> _Given task_
Give the number of lines in the records below that contain the string "black", treating case as significant. Reply with the number alone.

> _Given data_
--------------------------------
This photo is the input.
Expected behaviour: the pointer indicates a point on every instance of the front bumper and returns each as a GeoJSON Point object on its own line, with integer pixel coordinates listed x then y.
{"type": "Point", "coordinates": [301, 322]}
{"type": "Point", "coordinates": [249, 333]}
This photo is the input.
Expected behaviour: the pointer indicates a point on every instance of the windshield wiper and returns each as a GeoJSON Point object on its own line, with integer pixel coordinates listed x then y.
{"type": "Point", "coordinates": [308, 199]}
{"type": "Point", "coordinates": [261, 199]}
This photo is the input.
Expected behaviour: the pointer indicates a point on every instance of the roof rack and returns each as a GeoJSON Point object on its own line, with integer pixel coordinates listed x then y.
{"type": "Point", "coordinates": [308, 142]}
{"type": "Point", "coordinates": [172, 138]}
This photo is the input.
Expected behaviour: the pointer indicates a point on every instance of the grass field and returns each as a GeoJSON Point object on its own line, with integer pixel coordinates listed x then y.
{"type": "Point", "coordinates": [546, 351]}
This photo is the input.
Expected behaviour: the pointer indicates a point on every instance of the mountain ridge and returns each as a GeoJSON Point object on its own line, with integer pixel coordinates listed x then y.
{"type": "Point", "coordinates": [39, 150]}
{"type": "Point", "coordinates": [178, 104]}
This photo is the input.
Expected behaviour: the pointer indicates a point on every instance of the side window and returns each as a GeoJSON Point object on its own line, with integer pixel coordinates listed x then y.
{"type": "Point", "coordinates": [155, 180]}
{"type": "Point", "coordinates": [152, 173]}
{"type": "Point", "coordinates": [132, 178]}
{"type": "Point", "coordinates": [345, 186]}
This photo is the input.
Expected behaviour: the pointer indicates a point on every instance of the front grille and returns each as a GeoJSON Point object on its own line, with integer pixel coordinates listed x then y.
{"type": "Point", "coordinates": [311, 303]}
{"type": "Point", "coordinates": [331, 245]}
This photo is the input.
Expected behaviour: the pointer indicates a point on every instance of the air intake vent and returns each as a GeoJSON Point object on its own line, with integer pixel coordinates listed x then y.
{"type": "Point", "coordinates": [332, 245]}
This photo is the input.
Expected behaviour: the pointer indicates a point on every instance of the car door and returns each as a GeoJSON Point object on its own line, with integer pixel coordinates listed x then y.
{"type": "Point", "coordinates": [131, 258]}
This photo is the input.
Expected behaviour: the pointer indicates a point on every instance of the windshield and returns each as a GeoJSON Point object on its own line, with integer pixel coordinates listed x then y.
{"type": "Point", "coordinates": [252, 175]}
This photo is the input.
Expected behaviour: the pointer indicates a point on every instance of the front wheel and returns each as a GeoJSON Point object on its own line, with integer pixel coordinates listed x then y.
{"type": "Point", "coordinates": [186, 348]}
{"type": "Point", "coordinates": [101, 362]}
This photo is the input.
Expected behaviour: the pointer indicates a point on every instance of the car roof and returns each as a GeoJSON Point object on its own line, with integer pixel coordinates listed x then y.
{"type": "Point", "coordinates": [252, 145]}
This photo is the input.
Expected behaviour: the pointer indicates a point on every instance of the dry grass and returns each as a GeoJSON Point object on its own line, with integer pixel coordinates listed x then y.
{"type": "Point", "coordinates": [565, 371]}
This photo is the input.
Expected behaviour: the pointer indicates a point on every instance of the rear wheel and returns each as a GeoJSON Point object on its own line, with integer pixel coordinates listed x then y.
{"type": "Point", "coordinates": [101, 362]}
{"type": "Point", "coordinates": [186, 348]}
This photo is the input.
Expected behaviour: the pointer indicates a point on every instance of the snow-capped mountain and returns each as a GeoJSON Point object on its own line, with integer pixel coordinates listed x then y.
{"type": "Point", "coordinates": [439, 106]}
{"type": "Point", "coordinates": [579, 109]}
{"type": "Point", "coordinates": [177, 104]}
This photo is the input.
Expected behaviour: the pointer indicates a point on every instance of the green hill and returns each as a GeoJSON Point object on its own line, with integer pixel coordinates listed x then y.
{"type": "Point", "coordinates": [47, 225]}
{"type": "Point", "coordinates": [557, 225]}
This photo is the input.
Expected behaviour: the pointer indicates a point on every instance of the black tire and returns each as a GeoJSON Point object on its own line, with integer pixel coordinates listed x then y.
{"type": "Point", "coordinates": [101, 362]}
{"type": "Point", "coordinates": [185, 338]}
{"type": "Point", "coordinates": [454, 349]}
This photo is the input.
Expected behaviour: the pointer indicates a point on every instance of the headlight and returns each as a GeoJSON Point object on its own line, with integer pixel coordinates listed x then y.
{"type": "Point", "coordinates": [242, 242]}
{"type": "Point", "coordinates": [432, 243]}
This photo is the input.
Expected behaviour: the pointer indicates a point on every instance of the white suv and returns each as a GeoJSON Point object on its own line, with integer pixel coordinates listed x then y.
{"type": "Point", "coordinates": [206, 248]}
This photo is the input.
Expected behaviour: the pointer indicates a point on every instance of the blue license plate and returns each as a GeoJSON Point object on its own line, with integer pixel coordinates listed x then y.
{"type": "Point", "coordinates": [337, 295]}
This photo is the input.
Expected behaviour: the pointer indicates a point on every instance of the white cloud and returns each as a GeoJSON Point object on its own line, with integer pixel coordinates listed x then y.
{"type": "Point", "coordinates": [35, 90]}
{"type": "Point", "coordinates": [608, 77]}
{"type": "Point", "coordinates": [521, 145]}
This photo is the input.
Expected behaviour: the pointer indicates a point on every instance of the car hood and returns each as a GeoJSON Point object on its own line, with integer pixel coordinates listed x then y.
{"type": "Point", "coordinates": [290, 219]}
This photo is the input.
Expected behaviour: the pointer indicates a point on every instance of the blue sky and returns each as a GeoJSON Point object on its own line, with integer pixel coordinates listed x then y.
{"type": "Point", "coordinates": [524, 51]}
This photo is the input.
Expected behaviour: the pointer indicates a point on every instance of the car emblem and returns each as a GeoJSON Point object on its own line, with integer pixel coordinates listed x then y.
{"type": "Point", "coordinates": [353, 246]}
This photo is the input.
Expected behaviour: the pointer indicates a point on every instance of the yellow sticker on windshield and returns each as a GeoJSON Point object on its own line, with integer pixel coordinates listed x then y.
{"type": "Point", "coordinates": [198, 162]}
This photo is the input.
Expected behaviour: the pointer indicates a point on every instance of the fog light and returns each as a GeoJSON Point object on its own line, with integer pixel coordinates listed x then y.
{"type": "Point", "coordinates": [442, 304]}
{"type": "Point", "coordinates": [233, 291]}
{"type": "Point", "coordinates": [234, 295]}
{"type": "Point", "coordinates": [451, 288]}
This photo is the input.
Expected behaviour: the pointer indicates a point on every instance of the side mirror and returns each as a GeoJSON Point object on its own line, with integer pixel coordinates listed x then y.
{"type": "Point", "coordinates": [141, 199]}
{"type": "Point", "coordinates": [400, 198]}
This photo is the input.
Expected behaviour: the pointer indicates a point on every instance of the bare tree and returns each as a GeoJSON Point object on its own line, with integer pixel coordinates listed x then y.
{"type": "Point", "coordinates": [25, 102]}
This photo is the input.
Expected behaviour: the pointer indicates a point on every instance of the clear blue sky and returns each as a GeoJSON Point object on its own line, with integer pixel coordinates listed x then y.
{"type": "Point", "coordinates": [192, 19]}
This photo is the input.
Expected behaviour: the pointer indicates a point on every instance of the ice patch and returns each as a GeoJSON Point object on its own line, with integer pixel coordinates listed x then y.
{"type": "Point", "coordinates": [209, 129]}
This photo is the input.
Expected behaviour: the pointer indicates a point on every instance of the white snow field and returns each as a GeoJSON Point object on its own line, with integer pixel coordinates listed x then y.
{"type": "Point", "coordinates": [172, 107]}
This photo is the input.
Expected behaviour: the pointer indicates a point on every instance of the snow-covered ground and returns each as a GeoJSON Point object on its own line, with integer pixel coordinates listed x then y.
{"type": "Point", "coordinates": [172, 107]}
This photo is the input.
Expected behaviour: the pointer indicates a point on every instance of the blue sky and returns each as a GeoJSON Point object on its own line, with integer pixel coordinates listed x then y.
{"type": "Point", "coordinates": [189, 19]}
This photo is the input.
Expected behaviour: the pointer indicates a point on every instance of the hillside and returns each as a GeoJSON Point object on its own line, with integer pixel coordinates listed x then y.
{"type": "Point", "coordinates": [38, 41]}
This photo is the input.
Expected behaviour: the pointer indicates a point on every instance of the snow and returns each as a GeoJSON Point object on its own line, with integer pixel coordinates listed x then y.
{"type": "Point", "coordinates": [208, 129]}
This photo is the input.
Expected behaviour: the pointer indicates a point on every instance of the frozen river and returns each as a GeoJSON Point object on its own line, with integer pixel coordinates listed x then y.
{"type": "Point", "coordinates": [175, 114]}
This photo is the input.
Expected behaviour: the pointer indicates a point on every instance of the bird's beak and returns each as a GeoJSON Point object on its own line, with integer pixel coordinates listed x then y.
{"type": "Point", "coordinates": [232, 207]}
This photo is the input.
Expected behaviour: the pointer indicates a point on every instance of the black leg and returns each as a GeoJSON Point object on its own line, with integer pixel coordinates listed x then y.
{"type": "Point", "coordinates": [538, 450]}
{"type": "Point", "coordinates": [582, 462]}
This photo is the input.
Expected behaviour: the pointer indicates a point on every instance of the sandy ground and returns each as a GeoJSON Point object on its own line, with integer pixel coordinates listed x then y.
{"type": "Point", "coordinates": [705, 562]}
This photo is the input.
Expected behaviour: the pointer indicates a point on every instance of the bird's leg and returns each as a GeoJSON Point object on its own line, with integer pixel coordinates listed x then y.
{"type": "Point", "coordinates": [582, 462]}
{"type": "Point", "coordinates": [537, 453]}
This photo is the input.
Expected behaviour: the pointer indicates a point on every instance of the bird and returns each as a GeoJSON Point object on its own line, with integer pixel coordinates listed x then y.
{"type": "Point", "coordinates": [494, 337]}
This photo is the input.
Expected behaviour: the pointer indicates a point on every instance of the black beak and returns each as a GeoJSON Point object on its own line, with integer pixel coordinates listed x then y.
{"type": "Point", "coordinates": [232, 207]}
--------------------------------
> _Answer for this exercise_
3